● WORK ORDER 1
Write out the part of the passage on stakeholder interactions starting with "The first activity" and going on through "a WORK-OUT examination.".
● WORK ORDER 2
In the passage on stakeholder interactions, list in order the phases GE went through in its progress toward joint sessions with customers.

● SELECTED PASSAGE
= Beginning of Section =
Innovative interactions with stakeholders

This type of innovation is a deliberate orientation toward interacting frequently and actively with the organization's various stakeholders. I includes collaboration with other entities, public, non-profit as well as business. It also includes an openness to new ideas outside the organization, including challenges, problems, successes and failures, and their underlying reasons. It values particularly the experiences and views of customers, the people who use the products and services of the organization. One might call this approach of interacting with outsiders innovative learning "from the outside in".

Part of learning from the outside in is learning "from above". This means interacting positively with stakeholders who are responsible for funding the organization, for overseeing it, and for reviewing its performance and reporting on it. Successful organizations have found that this interaction and collaboration helps them make maximum use of the knowledge that is embedded in the experience of these stakeholders.

Learning "from the inside out" is also part of this approach. It includes a disposition to value the insights of the organization's own employees, particularly front line workers. One particularly effective example of this is the "WORK-OUT" program originally developed by General Electric, which is now used widely also by other organizations, both private and public.

WORK-OUT is a process designed to use employees to take a look at every part of the business and get rid of unnecessary tasks that add little value to routine work. It is not a rigidly prescribed process, but it does share one central feature: regular, New England-style town meetings. They seem to be indispensable for that kind of effort.

The first activity of a typical WORK-OUT Town Meeting is what can be described simply as a bitch session. The questions run along the lines of: "Why do we waste time doing this?" "Why do we have to fill this out?" "Why do we need all these approvals?" The early sessions focus on easy targets, and many of those are simply abolished right on the spot. Nothing is immune to a WORK-OUT examination.

And the managers must be totally, visibly and continuously involved in the process. Turning it over to the human resources people or some other staff group is a formula for its doom. This may be uncomfortable or difficult for some managers, but it is key to success. One GE manager said:

In the past we were trying to eliminate, via automation, the human element, the very fountainhead of creativity and productivity. Now we see creative people as the very cornerstone of our future.

WORK-OUT is constantly reshaped and renewed. There is nothing sacred about it. Similarly, it considers nothing as sacred. Anything can be discussed, challenged, suggested.

While WORK-OUT is internally executed, it is also externally focused -- on customers and competitors. It tries to learn from the best processes of world class companies, from companies that are consistently very productive and competitive through their work processes. WORK-OUT tries to distil the concepts used by such companies and apply them in General Electric.

Progress toward joint sessions with customers went through phases. At first, GE used customer data. Then they asked for customer input. Later there was GE-customer dialogue. And now they have customer engagement.

The key to WORK-OUT is genuine involvement. It is based on the desire and the need to make people grow. "If something grows people, it is considered good and we will do it. If it doesn't, we'll not." GE has found that people learn best when they deal with work-related real-life issues and when they get immediate feedback from life and work itself. For this reason, GE doesn't use theoretical models. At one time, GE used a lot of theory, but that was found to be unproductive and was discarded. Another noteworthy finding of GE was that most innovative processes foundered not on lack of competence, but on lack of commitment.
= End of Section =
[Records from a data collection]
= Beginning of Section =
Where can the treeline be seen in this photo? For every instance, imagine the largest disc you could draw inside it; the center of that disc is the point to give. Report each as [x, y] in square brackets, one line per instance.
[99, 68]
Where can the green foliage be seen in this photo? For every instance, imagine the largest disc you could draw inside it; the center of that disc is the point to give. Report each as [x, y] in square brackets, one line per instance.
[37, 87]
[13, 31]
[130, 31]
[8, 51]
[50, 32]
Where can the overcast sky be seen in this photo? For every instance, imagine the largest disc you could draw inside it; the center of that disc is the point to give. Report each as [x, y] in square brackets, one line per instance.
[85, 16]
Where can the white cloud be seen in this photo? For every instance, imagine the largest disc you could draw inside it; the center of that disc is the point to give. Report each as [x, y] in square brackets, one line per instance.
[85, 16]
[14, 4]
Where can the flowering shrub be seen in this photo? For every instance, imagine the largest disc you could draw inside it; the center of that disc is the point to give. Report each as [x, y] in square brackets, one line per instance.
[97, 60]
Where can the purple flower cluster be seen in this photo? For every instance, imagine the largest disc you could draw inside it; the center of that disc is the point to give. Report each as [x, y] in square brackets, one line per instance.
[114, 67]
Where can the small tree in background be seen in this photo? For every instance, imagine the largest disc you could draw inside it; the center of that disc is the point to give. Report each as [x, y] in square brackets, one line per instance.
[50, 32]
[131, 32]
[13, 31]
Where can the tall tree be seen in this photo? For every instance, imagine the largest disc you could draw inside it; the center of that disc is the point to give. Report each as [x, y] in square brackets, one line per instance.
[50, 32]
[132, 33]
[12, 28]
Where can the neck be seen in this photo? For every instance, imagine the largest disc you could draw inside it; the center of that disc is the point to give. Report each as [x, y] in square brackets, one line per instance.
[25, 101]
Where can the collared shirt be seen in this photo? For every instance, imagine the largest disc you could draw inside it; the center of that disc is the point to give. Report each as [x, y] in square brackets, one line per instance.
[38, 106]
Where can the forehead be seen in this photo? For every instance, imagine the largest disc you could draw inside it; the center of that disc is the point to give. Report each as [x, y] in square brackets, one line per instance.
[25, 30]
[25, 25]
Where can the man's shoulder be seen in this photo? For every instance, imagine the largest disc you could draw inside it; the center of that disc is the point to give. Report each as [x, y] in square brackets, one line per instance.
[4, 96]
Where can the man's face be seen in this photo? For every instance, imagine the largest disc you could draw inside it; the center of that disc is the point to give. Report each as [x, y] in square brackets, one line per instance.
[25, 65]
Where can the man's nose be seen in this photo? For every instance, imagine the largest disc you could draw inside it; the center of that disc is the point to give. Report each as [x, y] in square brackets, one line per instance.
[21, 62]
= End of Section =
● ANSWER BOX 1
The first activity of a typical WORK-OUT Town Meeting is what can be described simply as a bitch session. The questions run along the lines of: "Why do we waste time doing this?" "Why do we have to fill this out?" "Why do we need all these approvals?" The early sessions focus on easy targets, and many of those are simply abolished right on the spot. Nothing is immune to a WORK-OUT examination.

● ANSWER BOX 2
1. Using customer data
2. Asking for customer input
3. GE-customer dialogue
4. Customer engagement